_Texto de lectura_.

La primera persona que me miró fue mi padre. El doctor Felipe G. Dobarganes me recibió al salir del vientre de mi madre y en seguida me dejó en los brazos paternos para dedicarse a atenderla. Este hecho era inusitado en aquellos días, cuando la costumbre marcaba que el progenitor quedara fuera de la sala de partos, nervioso y afligido. Los maridos, aislados de la escena, consumían cigarrillos recorriendo los pasillos del hospital —sí, en todas partes se permitía fumar— mientras transcurrían horas interminables que significaban para ellos el paso de la libertad a la paternidad. La joven parturienta esperaba a que médicos y enfermeras recibieran al bebé y le dieran las primeras atenciones, antes de que permitieran el acercamiento entre madre e hijo.

Mi padre, un joven a punto de cumplir 24 años, pudo presenciar mi llegada al mundo y auxiliar al médico porque las enfermeras no se presentaron a tiempo. La práctica de permitir la presencia del padre es cada vez más frecuente: por fortuna las nuevas generaciones pueden vivir ese amoroso primer encuentro de miradas con los seres que los traen al mundo, para establecer un vínculo que durará la vida entera.

En los últimos años, la salud de los ojos de nuestros padres ha sido motivo de preocupación para mis hermanos y para mí. Ellos están perdiendo el privilegio de ver el mundo, de leer las páginas de los libros, de gozar del argumento de películas y series de televisión, de enterarse de las noticias de un periódico, de apreciar la belleza de un cuadro o de mirar a sus nietos para constatar cómo han crecido. Todos los sentidos tienen un valor inmenso. La vista, sin embargo, es más valiosa que los otros. Sin la ayuda de los ojos, una persona se vuelve débil, desprotegida. El cuerpo entero tiene que hacer un esfuerzo doble para suplir sus funciones. Las manos desarrollan el tacto, los oídos engrandecen su rango de acción para imaginar distancias entre la persona y el origen de los sonidos.

_Listado de datos_.
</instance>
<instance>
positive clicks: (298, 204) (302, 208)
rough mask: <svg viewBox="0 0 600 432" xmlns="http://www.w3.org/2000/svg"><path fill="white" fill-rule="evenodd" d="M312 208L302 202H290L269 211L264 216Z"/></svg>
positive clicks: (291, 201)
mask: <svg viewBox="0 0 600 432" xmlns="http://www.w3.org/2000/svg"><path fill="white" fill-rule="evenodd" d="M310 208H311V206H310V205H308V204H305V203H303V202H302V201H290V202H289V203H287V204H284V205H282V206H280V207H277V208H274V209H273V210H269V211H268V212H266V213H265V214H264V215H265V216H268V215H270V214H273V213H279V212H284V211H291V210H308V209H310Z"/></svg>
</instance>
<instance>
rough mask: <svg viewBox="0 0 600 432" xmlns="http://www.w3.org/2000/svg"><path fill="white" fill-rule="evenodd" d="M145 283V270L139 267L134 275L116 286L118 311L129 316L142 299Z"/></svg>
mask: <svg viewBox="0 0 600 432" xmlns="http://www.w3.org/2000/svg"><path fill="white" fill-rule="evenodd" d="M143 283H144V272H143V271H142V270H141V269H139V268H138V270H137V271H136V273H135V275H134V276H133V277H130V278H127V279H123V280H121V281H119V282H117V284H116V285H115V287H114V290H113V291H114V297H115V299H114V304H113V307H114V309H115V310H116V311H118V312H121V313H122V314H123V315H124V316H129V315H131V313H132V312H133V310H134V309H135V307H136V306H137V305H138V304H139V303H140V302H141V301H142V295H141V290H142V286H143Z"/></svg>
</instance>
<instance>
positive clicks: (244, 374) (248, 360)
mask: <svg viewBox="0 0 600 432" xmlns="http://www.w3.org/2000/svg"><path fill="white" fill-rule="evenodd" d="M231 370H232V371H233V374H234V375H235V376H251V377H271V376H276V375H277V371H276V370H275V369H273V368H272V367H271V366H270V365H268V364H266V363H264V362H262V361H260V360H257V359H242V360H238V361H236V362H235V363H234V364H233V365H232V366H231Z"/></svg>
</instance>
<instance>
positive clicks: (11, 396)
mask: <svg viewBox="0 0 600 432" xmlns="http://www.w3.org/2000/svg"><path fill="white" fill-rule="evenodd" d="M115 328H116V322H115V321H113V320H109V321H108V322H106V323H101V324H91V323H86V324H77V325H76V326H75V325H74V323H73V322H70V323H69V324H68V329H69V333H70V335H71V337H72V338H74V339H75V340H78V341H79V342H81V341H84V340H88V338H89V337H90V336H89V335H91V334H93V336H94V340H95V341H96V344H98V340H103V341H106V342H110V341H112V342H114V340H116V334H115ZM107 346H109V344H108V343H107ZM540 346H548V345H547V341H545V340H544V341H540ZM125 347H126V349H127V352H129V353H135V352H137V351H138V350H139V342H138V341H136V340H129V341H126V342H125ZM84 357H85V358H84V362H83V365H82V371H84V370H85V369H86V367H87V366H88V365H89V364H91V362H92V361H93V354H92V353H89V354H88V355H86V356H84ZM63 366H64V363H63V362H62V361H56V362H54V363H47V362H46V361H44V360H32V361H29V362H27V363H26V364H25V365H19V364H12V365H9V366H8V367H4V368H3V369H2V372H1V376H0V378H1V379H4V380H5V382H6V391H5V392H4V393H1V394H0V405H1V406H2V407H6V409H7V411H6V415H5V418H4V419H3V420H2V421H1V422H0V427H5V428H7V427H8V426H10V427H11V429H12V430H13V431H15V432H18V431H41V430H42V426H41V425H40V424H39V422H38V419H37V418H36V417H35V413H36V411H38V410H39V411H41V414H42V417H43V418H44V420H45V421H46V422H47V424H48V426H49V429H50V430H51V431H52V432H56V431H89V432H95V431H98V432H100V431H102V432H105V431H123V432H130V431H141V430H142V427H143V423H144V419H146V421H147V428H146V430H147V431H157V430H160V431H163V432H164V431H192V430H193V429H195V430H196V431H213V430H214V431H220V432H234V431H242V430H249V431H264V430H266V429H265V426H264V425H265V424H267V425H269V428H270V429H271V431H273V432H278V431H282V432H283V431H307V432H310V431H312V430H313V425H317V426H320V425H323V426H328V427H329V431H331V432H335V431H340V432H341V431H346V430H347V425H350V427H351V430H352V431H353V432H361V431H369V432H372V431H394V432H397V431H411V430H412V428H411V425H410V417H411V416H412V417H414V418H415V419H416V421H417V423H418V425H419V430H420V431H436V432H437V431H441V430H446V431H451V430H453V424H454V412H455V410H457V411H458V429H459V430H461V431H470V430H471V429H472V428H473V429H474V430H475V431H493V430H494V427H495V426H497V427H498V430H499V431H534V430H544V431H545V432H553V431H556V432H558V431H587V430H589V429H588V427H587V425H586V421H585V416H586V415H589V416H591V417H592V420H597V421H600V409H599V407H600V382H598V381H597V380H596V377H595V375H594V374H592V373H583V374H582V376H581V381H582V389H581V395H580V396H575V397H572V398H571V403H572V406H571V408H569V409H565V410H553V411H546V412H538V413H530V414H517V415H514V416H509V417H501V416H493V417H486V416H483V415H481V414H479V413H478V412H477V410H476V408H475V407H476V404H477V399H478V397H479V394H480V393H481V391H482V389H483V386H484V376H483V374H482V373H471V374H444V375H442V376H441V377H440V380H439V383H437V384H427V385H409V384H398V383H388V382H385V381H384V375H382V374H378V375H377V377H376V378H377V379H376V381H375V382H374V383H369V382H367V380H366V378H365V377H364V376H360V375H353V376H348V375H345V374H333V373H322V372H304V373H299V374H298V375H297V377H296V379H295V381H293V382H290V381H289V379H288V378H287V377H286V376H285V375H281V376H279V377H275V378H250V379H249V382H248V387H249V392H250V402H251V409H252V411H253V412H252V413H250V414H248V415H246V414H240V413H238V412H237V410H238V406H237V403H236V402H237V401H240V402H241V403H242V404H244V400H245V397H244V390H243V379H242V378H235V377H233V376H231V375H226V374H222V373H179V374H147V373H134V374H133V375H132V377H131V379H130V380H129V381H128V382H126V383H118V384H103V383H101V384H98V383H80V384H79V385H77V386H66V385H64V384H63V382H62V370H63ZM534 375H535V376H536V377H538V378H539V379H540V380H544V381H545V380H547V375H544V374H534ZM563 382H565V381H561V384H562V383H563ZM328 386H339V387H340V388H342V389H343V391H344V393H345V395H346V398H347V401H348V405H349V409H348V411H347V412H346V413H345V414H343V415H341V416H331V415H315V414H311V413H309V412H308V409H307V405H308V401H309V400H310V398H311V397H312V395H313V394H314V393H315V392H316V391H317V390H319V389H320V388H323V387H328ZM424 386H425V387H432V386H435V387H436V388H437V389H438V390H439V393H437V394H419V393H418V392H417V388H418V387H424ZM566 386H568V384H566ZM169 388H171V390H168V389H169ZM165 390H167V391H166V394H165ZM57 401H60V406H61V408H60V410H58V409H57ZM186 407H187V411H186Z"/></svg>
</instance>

_Cómo resolverla_.
Contesta las siguientes preguntas sobre el texto de lectura, una en cada línea.
1. ¿Qué médico recibió a quien narra al salir del vientre de su madre?
2. ¿Qué edad estaba a punto de cumplir el padre?
3. ¿Qué sentido se considera más valioso que los otros?
Los registros provienen de otra fuente.

_Ejercicio resuelto_.
1. El doctor Felipe G. Dobarganes.
2. 24 años.
3. La vista.